### Data to process
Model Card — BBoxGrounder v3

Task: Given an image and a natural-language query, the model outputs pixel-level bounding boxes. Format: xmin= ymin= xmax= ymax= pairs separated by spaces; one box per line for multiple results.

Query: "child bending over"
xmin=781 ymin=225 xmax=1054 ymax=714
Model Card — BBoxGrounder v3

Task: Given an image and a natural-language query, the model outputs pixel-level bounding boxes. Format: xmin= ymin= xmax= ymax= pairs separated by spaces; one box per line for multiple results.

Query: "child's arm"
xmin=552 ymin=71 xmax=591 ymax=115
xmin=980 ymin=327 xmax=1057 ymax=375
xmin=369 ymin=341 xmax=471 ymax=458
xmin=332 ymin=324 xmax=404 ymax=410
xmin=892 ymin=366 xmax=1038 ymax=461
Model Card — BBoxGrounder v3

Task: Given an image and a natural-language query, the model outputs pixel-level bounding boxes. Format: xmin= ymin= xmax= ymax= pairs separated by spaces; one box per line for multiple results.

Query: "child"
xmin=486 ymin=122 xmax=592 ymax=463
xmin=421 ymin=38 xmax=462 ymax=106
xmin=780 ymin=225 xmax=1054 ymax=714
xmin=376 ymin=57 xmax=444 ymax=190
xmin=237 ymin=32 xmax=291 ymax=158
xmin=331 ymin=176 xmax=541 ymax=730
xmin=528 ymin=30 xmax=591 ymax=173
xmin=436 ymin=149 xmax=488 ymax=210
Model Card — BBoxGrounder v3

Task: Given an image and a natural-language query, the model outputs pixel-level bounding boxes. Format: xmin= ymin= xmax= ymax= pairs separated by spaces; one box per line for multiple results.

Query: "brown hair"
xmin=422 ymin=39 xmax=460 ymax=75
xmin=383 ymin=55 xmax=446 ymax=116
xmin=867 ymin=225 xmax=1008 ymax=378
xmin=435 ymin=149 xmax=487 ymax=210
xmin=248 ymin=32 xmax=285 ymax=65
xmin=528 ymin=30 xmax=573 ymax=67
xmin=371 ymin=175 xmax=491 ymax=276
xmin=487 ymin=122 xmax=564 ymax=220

### Directions for this task
Give back all of the records exactly as they were provided above.

### Exercise solution
Model Card — BBoxGrounder v3

Task: Given an image and a natural-language query, the model outputs pixel-level bounding boxes. Format: xmin= ymin= xmax= ymax= pairs separated by spaces; one box per line for multiple results.

Query: "child bending over"
xmin=781 ymin=225 xmax=1054 ymax=714
Model Card — BBoxGrounder v3

Task: Given an image and a natural-language query, the model outputs pixel-level bounding boxes. Format: xmin= ymin= xmax= ymax= pairs separated by spaces; one box per line for multiple results.

Query: "child's arm"
xmin=552 ymin=71 xmax=591 ymax=115
xmin=980 ymin=327 xmax=1057 ymax=375
xmin=369 ymin=341 xmax=471 ymax=458
xmin=332 ymin=324 xmax=404 ymax=410
xmin=892 ymin=366 xmax=1038 ymax=461
Model Card — BBoxGrounder v3

Task: Given an image and a natural-language query, the model outputs pixel-level bounding boxes. Format: xmin= ymin= xmax= ymax= pairs separated by spaces; one box per line for multiple results.

Query: "child"
xmin=486 ymin=122 xmax=592 ymax=463
xmin=421 ymin=38 xmax=462 ymax=106
xmin=780 ymin=225 xmax=1054 ymax=714
xmin=376 ymin=57 xmax=444 ymax=190
xmin=237 ymin=32 xmax=291 ymax=158
xmin=331 ymin=176 xmax=541 ymax=730
xmin=528 ymin=30 xmax=591 ymax=173
xmin=436 ymin=149 xmax=488 ymax=210
Model Card — BBoxGrounder v3

Task: Given an image and a natural-language query, the model outputs pixel-level bounding boxes. Format: xmin= ymin= xmax= ymax= pairs separated by spaces; one box per line for multiple results.

Query: "brown hair"
xmin=422 ymin=39 xmax=460 ymax=75
xmin=383 ymin=55 xmax=446 ymax=116
xmin=867 ymin=225 xmax=1008 ymax=378
xmin=435 ymin=149 xmax=487 ymax=210
xmin=248 ymin=32 xmax=285 ymax=65
xmin=528 ymin=30 xmax=573 ymax=67
xmin=371 ymin=175 xmax=491 ymax=276
xmin=487 ymin=122 xmax=564 ymax=220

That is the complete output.